> EXERCISE
Your answer should consist solely of the lines from the first line of the data through the line with "# test: point out the sky, one", each reproduced exactly.

> PROVIDED INFORMATION
= = =

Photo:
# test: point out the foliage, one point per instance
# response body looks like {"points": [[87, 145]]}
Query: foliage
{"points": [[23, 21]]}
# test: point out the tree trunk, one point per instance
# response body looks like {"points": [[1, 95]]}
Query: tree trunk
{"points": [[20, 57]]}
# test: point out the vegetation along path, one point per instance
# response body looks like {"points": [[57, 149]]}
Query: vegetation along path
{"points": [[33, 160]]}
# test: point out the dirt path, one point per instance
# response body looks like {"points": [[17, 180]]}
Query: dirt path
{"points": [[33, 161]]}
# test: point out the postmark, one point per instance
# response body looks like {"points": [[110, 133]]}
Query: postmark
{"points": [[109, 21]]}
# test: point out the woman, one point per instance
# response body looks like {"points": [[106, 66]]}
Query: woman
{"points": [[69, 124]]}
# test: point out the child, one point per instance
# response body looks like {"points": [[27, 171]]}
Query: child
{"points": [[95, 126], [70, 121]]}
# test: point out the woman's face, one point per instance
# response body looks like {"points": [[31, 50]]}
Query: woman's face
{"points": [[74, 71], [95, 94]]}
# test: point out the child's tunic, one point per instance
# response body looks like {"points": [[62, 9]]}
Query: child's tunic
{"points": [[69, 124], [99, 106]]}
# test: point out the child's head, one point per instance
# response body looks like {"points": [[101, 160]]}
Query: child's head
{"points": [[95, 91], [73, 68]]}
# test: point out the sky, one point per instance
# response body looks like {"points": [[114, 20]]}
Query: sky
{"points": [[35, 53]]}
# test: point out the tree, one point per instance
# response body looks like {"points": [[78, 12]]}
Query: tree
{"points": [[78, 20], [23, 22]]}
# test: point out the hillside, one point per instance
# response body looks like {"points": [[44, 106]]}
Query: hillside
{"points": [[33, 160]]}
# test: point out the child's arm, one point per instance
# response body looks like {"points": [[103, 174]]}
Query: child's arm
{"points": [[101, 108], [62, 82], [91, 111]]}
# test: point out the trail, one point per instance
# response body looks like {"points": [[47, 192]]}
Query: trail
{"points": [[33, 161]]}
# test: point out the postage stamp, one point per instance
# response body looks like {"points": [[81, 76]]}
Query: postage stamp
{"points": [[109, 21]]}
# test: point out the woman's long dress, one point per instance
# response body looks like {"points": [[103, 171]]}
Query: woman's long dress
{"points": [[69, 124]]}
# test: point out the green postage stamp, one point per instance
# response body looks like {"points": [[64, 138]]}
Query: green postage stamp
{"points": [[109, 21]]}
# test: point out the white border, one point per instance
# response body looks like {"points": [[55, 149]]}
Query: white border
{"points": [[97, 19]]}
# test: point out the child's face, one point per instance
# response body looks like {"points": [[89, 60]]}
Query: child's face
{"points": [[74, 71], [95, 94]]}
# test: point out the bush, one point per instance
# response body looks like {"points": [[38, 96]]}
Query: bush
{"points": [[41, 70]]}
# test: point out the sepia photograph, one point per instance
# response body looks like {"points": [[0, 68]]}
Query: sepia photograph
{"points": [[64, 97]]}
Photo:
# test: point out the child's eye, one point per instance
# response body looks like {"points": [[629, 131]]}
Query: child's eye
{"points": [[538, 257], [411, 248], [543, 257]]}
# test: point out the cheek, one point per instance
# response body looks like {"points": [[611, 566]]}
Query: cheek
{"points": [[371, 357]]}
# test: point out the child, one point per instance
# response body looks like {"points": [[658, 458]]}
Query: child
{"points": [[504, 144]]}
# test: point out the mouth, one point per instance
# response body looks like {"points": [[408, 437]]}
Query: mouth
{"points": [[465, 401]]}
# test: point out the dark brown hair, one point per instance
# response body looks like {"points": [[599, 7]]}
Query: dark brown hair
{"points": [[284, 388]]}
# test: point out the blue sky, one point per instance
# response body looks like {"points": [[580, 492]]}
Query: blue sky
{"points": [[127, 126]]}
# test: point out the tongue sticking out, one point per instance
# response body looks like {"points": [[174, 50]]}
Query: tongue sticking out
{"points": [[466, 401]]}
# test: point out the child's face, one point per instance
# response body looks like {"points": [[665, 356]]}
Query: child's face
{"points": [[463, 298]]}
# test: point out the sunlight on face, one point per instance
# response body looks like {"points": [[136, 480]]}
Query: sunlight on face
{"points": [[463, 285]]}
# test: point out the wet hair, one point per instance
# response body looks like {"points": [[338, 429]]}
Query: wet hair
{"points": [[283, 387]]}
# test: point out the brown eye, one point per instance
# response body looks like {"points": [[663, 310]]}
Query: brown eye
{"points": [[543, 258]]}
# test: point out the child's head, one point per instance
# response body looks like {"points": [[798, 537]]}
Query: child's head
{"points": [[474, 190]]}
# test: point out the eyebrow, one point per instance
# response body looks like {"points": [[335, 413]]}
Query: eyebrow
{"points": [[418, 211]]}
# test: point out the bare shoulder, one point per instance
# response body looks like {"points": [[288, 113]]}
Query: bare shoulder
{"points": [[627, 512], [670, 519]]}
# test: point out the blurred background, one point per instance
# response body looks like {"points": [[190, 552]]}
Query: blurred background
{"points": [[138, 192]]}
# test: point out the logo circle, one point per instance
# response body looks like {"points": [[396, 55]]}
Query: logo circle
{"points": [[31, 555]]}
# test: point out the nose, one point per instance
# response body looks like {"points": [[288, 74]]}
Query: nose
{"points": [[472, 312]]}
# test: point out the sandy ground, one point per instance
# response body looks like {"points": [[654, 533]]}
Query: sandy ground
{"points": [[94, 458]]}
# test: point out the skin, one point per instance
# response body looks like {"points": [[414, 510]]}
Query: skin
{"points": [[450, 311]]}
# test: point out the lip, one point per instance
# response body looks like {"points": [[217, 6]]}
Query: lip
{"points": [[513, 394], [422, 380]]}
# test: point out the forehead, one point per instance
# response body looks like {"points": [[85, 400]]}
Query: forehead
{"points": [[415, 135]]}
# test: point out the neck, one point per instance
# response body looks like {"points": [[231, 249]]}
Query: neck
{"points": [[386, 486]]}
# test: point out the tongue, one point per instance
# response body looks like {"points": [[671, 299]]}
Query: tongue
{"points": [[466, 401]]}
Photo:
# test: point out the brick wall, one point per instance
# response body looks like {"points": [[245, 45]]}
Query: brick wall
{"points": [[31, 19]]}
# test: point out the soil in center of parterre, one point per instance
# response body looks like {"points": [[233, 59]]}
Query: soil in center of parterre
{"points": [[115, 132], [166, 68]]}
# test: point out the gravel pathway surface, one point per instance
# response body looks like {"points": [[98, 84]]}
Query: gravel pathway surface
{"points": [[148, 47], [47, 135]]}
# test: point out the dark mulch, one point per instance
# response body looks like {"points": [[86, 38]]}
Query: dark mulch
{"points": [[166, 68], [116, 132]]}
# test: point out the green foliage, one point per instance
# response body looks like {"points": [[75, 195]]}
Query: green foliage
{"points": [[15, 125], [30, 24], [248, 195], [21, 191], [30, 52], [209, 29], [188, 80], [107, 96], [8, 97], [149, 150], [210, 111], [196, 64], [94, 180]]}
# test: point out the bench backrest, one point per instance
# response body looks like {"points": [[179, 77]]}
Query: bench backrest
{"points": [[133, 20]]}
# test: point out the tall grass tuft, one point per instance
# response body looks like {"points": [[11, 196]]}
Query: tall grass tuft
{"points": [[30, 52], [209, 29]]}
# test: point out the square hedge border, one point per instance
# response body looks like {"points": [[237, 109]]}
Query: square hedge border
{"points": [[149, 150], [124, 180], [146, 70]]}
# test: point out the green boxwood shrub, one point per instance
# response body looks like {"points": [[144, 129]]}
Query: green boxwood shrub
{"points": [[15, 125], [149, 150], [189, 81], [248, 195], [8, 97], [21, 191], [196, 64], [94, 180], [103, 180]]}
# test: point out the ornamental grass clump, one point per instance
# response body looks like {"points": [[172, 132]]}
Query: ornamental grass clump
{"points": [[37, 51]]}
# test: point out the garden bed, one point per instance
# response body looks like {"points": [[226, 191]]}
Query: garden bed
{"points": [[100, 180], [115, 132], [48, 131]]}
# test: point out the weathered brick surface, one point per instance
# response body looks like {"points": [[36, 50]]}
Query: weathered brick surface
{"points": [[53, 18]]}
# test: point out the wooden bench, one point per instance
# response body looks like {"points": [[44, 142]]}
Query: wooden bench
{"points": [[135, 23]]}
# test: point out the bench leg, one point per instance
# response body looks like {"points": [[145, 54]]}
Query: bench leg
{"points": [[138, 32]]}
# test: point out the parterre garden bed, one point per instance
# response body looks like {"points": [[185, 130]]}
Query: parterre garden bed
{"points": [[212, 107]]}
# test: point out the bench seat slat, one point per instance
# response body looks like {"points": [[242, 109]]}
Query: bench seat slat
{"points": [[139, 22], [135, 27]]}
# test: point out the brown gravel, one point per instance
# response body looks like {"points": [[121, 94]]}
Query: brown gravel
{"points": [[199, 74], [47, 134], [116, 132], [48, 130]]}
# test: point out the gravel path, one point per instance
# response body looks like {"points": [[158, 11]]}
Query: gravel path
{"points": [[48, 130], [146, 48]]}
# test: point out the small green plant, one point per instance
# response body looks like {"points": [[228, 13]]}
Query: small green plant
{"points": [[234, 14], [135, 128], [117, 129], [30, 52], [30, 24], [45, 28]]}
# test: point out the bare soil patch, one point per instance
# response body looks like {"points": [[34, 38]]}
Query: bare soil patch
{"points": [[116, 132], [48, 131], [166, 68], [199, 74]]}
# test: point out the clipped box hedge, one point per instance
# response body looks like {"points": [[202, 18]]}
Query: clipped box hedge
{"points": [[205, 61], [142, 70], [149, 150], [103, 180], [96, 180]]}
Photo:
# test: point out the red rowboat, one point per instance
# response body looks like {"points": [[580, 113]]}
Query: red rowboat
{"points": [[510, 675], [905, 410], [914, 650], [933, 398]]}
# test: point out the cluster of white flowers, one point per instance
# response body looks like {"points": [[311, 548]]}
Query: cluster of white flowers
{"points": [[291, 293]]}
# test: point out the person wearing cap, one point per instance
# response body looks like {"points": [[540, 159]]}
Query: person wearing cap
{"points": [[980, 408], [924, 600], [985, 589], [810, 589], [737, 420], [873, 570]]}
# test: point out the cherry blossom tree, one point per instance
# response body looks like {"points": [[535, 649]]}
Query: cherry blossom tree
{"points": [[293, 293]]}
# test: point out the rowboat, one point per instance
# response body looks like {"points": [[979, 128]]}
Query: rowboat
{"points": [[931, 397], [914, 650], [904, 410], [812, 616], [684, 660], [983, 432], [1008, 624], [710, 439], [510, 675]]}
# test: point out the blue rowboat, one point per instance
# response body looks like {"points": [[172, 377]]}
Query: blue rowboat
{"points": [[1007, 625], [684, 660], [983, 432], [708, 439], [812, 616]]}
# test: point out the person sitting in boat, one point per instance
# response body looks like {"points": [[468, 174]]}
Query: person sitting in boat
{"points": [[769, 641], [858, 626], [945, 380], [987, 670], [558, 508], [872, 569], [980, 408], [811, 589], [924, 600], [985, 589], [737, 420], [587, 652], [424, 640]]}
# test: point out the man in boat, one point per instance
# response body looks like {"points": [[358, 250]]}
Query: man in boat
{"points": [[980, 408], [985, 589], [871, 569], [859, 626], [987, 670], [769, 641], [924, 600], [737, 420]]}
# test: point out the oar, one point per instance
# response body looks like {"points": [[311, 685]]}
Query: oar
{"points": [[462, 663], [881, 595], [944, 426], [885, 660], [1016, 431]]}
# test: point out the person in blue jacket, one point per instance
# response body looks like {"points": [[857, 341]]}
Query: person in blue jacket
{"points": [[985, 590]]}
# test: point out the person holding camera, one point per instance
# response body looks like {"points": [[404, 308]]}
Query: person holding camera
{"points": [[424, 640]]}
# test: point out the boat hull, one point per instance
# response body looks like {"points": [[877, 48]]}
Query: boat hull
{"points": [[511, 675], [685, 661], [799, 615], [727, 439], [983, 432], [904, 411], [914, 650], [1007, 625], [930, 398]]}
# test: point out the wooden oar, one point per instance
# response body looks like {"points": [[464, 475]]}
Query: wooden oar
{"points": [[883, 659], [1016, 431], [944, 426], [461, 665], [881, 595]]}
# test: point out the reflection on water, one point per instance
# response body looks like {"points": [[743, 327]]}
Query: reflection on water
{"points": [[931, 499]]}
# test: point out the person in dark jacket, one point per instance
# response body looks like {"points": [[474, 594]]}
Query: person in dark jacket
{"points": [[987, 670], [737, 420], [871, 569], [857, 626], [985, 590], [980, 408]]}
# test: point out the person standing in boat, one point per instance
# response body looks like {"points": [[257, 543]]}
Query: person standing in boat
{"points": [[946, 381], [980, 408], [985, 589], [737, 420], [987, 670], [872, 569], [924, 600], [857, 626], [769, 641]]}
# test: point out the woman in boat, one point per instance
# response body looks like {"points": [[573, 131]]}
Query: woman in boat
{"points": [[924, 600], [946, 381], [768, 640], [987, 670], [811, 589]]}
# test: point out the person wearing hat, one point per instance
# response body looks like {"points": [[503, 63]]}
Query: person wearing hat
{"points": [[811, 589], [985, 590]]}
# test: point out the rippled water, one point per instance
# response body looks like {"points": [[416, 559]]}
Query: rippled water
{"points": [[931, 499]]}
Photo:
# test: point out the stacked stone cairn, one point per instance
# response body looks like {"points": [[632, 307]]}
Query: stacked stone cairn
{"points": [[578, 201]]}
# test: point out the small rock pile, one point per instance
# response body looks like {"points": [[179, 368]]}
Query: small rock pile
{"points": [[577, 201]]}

= = =

> SOLUTION FOR THIS EXERCISE
Photo:
# test: point out the foliage, one point per instance
# response body looks like {"points": [[87, 145]]}
Query: foliage
{"points": [[23, 21]]}
# test: point out the tree trunk, one point per instance
# response body looks like {"points": [[1, 95]]}
Query: tree trunk
{"points": [[20, 57]]}
# test: point out the vegetation along path, one point per instance
# response body looks like {"points": [[57, 149]]}
Query: vegetation along path
{"points": [[33, 160]]}
# test: point out the dirt path, one point per instance
# response body looks like {"points": [[17, 180]]}
Query: dirt path
{"points": [[33, 161]]}
# test: point out the postmark, one point per instance
# response body looks like {"points": [[110, 133]]}
Query: postmark
{"points": [[109, 21]]}
# test: point out the woman, one point per instance
# response body looks like {"points": [[106, 66]]}
Query: woman
{"points": [[69, 124]]}
# test: point out the child, one point per instance
# response body looks like {"points": [[27, 171]]}
Query: child
{"points": [[95, 126], [70, 121]]}
# test: point out the woman's face, one point per instance
# response body looks like {"points": [[31, 50]]}
Query: woman's face
{"points": [[74, 71], [95, 94]]}
# test: point out the child's tunic, one point per instance
# response body looks like {"points": [[62, 9]]}
Query: child's tunic
{"points": [[69, 124], [99, 106]]}
# test: point out the child's head, one point per instance
# response body looks like {"points": [[101, 160]]}
Query: child's head
{"points": [[95, 91], [73, 68]]}
# test: point out the sky, one point per instance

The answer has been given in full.